Start of Data provided

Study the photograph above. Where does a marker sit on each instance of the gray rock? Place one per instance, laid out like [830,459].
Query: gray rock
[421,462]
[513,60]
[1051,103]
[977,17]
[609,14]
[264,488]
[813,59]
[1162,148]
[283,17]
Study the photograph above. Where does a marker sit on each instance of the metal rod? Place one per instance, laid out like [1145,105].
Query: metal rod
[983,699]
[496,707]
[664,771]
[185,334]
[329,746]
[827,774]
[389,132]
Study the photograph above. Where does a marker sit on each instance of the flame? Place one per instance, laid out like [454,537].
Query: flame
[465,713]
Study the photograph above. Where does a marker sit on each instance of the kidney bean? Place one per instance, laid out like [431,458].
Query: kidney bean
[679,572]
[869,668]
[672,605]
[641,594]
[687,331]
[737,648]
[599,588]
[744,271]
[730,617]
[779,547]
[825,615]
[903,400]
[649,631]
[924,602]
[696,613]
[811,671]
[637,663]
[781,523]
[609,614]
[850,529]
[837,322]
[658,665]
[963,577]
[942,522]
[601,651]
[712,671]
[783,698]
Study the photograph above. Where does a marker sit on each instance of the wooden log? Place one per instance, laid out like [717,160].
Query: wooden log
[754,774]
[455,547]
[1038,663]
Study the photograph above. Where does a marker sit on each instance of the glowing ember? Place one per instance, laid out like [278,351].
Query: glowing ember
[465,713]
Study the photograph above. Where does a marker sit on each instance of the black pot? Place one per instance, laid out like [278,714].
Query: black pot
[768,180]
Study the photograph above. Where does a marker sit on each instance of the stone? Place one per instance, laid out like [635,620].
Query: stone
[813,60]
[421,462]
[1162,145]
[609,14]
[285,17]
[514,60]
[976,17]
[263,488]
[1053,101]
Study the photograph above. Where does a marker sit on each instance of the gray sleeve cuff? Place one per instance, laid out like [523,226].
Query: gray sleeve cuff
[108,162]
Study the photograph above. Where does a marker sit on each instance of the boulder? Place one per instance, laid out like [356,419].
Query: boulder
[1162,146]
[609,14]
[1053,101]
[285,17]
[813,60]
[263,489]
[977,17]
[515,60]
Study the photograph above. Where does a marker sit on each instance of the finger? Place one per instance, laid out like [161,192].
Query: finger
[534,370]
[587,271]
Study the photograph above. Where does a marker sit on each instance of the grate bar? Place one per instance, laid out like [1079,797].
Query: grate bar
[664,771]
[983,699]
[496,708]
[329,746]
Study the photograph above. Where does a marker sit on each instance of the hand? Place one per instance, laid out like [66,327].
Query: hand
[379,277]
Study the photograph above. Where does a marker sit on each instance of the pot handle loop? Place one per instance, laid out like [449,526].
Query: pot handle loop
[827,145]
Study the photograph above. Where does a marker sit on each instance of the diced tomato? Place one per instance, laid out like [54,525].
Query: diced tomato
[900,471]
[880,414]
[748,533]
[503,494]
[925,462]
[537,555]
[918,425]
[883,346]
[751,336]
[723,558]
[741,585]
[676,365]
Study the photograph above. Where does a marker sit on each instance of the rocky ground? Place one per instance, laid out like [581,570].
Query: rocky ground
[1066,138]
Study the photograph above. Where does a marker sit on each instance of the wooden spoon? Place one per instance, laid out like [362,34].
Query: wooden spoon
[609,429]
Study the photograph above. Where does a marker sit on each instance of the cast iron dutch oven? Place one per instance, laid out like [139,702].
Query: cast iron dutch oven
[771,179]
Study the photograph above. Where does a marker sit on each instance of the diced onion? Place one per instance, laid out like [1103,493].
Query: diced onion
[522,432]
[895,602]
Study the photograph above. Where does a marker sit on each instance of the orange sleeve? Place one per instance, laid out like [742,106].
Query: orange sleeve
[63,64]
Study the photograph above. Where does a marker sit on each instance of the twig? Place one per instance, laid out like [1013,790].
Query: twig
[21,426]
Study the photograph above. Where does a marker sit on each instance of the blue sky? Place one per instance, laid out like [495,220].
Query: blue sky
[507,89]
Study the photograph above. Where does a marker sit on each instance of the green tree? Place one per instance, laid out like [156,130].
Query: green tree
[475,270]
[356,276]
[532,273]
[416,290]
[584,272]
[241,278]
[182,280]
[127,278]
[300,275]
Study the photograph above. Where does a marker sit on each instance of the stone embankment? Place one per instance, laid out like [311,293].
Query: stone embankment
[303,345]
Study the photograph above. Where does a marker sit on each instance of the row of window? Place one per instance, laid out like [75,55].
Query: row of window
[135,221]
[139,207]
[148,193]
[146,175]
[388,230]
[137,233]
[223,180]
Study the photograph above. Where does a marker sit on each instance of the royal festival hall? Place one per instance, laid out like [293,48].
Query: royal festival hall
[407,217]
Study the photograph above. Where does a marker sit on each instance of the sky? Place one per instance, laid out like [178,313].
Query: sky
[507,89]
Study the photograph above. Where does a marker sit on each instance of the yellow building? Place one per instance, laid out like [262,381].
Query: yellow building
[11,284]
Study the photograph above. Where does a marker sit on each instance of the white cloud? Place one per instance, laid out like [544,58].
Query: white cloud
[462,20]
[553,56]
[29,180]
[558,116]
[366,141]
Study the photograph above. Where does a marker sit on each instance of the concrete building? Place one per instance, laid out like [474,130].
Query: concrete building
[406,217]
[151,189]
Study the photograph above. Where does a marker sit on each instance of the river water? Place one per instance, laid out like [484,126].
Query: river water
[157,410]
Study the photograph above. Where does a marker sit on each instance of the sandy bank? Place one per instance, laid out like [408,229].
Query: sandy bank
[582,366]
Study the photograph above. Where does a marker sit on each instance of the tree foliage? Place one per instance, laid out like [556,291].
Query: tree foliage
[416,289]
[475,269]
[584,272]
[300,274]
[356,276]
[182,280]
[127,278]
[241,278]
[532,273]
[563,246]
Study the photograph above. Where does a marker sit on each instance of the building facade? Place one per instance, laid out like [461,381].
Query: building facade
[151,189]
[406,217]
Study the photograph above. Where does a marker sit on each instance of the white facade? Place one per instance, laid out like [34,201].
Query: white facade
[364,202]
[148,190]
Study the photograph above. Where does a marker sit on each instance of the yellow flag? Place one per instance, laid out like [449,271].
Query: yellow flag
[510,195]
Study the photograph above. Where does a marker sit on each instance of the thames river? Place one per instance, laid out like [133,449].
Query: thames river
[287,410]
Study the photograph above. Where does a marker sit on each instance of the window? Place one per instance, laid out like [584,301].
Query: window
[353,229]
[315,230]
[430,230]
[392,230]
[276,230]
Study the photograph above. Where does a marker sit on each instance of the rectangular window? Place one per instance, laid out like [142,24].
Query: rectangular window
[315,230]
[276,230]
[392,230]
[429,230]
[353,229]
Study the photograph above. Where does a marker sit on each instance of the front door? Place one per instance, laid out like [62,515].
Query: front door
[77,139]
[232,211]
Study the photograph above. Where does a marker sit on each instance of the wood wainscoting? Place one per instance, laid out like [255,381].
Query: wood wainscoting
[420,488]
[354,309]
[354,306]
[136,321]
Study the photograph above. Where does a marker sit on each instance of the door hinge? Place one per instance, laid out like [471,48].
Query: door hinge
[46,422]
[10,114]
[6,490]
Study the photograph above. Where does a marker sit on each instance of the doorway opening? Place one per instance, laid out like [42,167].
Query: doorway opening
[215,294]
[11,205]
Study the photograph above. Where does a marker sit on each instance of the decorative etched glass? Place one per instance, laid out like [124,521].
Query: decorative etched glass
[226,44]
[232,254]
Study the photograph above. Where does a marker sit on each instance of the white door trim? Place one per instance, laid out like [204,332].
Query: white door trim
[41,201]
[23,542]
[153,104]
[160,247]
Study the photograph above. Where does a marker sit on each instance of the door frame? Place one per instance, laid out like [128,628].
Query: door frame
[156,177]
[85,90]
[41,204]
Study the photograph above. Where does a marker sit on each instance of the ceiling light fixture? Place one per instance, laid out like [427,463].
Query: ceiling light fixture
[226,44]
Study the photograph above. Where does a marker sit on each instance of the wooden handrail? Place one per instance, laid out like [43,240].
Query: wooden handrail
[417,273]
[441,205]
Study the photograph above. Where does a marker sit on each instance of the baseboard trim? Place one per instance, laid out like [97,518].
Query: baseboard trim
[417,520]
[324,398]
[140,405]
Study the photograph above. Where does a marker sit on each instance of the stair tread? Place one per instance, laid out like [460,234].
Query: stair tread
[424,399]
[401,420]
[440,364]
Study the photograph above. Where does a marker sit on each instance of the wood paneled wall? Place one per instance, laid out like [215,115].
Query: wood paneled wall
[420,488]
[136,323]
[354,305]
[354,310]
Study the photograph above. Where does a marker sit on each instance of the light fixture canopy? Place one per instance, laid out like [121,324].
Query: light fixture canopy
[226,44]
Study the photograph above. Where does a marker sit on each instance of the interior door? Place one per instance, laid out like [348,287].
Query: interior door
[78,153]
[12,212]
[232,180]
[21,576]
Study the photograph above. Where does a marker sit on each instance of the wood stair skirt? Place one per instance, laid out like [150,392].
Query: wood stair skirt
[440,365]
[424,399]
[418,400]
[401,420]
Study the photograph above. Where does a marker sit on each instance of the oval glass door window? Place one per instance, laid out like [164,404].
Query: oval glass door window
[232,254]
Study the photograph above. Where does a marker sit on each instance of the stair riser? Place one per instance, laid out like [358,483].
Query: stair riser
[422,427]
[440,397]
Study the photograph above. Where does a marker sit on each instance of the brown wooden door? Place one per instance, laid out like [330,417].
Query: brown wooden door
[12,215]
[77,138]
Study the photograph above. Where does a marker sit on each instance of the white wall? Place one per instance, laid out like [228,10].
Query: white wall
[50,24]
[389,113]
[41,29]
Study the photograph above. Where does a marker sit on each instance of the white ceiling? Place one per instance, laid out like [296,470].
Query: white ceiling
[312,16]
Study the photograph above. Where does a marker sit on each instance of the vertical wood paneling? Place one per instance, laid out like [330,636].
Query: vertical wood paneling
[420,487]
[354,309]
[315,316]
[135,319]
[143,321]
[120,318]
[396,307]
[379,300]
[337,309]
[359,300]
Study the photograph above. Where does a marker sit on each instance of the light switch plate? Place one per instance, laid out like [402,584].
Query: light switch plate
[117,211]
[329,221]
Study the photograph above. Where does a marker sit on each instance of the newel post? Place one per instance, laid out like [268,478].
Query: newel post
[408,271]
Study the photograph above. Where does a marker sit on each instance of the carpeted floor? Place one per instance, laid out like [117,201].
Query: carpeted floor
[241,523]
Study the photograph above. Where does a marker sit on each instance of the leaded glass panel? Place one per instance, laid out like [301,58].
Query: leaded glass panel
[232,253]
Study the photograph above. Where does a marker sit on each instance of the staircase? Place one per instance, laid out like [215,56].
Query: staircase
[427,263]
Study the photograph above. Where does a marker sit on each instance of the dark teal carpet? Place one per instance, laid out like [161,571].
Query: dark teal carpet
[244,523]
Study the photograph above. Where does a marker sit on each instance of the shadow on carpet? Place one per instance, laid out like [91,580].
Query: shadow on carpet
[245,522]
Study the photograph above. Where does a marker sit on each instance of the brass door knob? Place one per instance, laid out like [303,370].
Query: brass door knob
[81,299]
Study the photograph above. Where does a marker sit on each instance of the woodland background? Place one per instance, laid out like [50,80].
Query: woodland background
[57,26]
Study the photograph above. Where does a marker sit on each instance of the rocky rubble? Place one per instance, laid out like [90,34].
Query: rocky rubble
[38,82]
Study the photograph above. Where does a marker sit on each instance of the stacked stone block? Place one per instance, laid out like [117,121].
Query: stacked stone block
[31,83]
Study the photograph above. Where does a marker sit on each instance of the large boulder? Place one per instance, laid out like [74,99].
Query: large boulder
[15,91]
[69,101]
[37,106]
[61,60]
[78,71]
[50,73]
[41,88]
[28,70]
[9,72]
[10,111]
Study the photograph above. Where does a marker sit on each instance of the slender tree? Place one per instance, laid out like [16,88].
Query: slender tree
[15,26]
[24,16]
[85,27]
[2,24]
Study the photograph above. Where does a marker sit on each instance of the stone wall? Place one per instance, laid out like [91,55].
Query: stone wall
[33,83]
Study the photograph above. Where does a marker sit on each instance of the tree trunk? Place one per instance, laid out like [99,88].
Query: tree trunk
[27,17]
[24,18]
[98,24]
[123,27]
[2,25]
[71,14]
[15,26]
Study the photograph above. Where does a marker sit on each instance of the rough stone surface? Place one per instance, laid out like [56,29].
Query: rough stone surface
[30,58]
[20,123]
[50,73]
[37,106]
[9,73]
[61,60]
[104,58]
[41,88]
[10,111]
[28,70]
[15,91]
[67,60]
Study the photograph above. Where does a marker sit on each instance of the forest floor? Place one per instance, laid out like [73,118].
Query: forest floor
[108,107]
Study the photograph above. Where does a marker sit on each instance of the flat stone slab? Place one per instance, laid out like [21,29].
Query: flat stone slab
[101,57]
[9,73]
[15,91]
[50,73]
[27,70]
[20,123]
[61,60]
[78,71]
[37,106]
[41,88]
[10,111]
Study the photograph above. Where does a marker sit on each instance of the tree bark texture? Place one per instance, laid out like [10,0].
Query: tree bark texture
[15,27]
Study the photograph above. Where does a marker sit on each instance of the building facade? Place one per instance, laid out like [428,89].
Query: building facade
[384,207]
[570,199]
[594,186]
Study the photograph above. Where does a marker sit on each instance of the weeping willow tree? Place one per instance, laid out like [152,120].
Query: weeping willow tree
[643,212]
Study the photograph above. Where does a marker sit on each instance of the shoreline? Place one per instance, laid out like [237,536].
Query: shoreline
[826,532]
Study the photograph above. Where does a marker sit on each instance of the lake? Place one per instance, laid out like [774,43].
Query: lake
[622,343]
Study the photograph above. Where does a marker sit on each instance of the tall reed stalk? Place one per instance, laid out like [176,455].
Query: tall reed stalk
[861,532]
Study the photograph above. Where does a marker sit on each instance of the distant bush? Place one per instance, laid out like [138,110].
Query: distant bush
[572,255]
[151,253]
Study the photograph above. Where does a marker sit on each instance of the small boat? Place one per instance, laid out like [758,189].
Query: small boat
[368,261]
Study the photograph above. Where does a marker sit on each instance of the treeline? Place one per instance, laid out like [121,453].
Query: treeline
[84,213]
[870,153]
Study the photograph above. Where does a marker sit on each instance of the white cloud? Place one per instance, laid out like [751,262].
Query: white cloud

End of Data provided

# What the exercise asks:
Wherever the line holding "Query: sandy bank" falls in the entries above, copy exactly from it through the line holding "out like [133,449].", inclusive, and add nothing.

# Reply to the exercise:
Query: sandy bank
[582,366]
Study the photograph above. Where does a marker sit on each instance of the tree foliage? Place one per instance, laid out like [556,291].
Query: tree foliage
[416,289]
[475,269]
[584,272]
[300,274]
[356,276]
[182,280]
[127,278]
[241,278]
[532,273]
[563,246]
Study the photograph above. Where does a marker sit on each instance of the building facade? Place one per instance, laid out like [461,381].
Query: building facade
[151,189]
[406,217]
Study the photograph above. Where does a marker sit on each instance of the white facade? Place one per instance, laid out like [34,201].
Query: white facade
[364,202]
[148,190]
Study the photograph above. Where does a marker sit on each instance of the yellow flag? Place one per instance, laid out like [449,271].
Query: yellow flag
[510,195]
Study the photograph above. Where does a marker sit on each instance of the thames river? Place one per instance, laid out like [133,449].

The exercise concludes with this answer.